Your answer should consist of the lines in the following data that contain "stem".

┌─ INFORMATION SHOWN

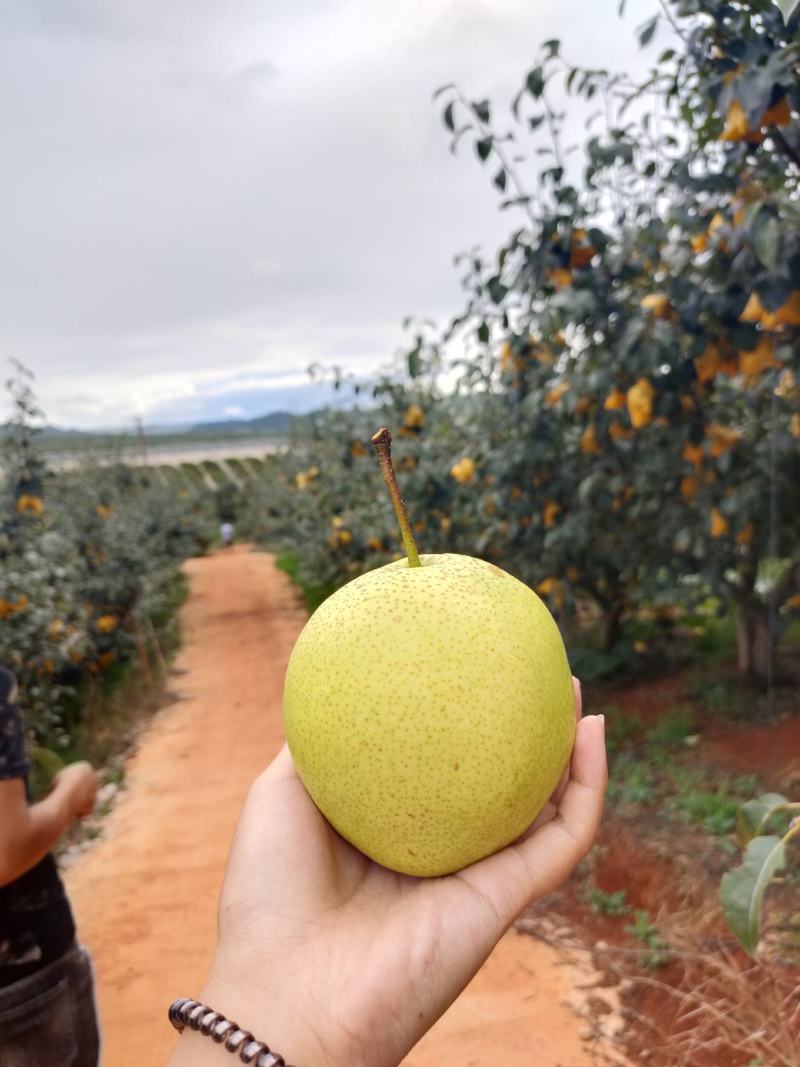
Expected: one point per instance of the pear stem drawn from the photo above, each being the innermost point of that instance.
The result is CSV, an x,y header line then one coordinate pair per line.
x,y
382,442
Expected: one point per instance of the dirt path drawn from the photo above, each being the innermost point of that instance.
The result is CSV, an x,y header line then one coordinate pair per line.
x,y
145,896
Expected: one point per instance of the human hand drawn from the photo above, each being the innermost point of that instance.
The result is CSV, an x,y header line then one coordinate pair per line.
x,y
335,960
77,784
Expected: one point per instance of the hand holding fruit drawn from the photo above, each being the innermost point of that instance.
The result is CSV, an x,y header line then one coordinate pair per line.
x,y
431,713
336,960
78,784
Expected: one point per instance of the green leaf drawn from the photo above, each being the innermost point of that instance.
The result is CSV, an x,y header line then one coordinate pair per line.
x,y
496,289
534,82
752,816
741,890
766,240
482,109
648,31
483,147
415,364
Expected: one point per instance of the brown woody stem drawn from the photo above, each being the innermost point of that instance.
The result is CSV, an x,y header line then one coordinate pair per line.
x,y
382,442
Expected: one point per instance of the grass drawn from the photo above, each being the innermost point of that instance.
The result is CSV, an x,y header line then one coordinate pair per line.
x,y
643,929
313,594
632,782
712,810
607,904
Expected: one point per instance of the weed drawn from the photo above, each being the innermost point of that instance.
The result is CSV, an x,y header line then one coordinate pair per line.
x,y
644,932
724,699
607,904
714,810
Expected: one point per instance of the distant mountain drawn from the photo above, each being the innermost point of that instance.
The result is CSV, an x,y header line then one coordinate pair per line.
x,y
276,421
48,431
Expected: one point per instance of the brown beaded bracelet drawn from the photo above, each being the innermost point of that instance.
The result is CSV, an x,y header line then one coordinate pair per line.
x,y
188,1013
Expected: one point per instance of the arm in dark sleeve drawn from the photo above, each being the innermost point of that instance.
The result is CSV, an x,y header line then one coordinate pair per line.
x,y
27,833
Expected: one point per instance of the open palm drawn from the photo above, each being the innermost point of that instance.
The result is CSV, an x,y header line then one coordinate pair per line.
x,y
334,959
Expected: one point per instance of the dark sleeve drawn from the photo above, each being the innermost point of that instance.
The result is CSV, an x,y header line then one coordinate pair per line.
x,y
14,761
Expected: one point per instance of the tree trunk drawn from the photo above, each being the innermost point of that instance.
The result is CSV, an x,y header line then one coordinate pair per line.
x,y
611,626
754,643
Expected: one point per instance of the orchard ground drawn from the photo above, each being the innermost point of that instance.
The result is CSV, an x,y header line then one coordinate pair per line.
x,y
623,952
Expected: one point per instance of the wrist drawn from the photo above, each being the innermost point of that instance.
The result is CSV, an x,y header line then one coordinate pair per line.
x,y
284,1022
63,805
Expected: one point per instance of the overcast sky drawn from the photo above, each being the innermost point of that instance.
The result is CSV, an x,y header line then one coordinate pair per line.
x,y
198,198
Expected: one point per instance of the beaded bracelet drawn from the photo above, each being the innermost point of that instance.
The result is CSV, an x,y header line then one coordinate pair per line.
x,y
188,1013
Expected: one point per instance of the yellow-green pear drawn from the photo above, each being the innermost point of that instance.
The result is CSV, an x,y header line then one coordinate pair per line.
x,y
429,709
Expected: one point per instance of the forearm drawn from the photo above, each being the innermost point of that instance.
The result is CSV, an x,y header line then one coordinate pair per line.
x,y
34,835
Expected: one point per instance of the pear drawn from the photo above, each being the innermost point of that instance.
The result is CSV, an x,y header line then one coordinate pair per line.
x,y
429,707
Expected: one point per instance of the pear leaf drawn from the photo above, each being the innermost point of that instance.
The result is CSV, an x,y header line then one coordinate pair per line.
x,y
752,816
741,890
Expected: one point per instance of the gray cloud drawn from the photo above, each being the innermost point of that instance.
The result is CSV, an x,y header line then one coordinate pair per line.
x,y
192,189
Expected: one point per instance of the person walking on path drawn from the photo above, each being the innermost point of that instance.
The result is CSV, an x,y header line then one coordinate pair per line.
x,y
47,1004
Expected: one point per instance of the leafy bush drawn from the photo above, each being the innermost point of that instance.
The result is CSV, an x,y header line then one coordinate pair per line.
x,y
88,566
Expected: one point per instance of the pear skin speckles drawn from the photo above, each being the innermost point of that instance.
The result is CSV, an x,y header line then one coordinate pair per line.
x,y
430,711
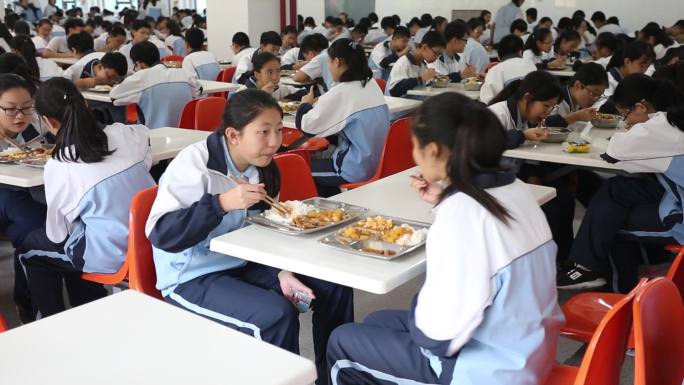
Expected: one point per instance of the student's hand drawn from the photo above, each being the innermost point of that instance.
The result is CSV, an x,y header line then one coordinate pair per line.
x,y
288,281
242,196
310,97
428,192
468,72
536,134
428,74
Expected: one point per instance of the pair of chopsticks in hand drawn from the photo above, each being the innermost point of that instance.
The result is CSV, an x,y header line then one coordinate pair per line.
x,y
272,202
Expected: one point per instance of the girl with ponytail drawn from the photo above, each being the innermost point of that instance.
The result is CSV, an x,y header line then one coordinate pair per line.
x,y
489,291
89,182
627,210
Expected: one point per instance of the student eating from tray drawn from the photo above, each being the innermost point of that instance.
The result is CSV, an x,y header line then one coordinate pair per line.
x,y
199,198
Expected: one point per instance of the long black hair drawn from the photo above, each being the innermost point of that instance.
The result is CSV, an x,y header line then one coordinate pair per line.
x,y
353,55
475,139
663,95
541,86
23,45
80,136
244,107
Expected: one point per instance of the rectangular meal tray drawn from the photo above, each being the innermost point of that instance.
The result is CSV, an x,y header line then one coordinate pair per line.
x,y
356,247
355,212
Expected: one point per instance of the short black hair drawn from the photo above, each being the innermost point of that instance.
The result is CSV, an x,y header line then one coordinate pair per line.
x,y
81,42
241,39
116,61
145,52
270,37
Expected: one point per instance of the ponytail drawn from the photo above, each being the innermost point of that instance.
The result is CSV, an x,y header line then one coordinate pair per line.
x,y
80,136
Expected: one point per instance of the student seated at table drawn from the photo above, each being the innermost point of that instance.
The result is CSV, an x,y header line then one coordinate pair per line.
x,y
269,42
512,67
298,57
58,45
152,85
487,312
199,199
385,54
89,182
42,69
355,111
579,97
266,77
630,210
450,62
410,71
198,61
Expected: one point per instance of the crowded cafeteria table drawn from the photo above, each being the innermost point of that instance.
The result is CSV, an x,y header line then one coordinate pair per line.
x,y
391,196
208,87
132,338
166,143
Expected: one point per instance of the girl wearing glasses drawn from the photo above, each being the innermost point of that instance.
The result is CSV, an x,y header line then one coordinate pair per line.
x,y
629,210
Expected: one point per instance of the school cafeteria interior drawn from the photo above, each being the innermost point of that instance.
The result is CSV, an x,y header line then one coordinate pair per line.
x,y
341,192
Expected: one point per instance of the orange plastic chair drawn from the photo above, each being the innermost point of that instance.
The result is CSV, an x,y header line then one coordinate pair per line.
x,y
396,154
584,311
605,354
659,334
382,83
208,113
142,275
295,176
187,119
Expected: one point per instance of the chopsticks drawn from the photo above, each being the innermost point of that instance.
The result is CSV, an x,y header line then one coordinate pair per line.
x,y
272,202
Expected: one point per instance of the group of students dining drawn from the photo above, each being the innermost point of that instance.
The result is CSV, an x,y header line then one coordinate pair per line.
x,y
499,322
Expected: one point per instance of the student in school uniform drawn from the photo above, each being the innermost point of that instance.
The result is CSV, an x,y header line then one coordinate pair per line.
x,y
511,67
266,77
411,71
42,69
385,54
202,63
449,62
487,312
89,183
629,210
152,84
199,199
269,41
355,111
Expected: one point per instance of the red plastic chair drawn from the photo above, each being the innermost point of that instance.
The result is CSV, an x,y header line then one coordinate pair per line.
x,y
605,354
382,84
396,154
659,334
142,274
208,113
187,119
295,175
584,311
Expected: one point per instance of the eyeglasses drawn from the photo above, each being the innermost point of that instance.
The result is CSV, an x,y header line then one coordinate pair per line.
x,y
12,112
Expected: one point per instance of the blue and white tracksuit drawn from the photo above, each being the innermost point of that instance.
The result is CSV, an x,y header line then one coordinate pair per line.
x,y
245,296
487,312
646,207
359,116
86,229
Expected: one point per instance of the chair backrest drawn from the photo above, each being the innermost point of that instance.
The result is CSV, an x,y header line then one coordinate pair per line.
x,y
605,354
659,334
208,113
397,153
142,275
296,182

└─

SOLUTION
Expected: one point per instance of the pear stem drawn from the photo above, each being the innermost point of that instance.
Expected: one point per instance of the brown woody stem drawn from the photo above, each being the innermost point of that instance.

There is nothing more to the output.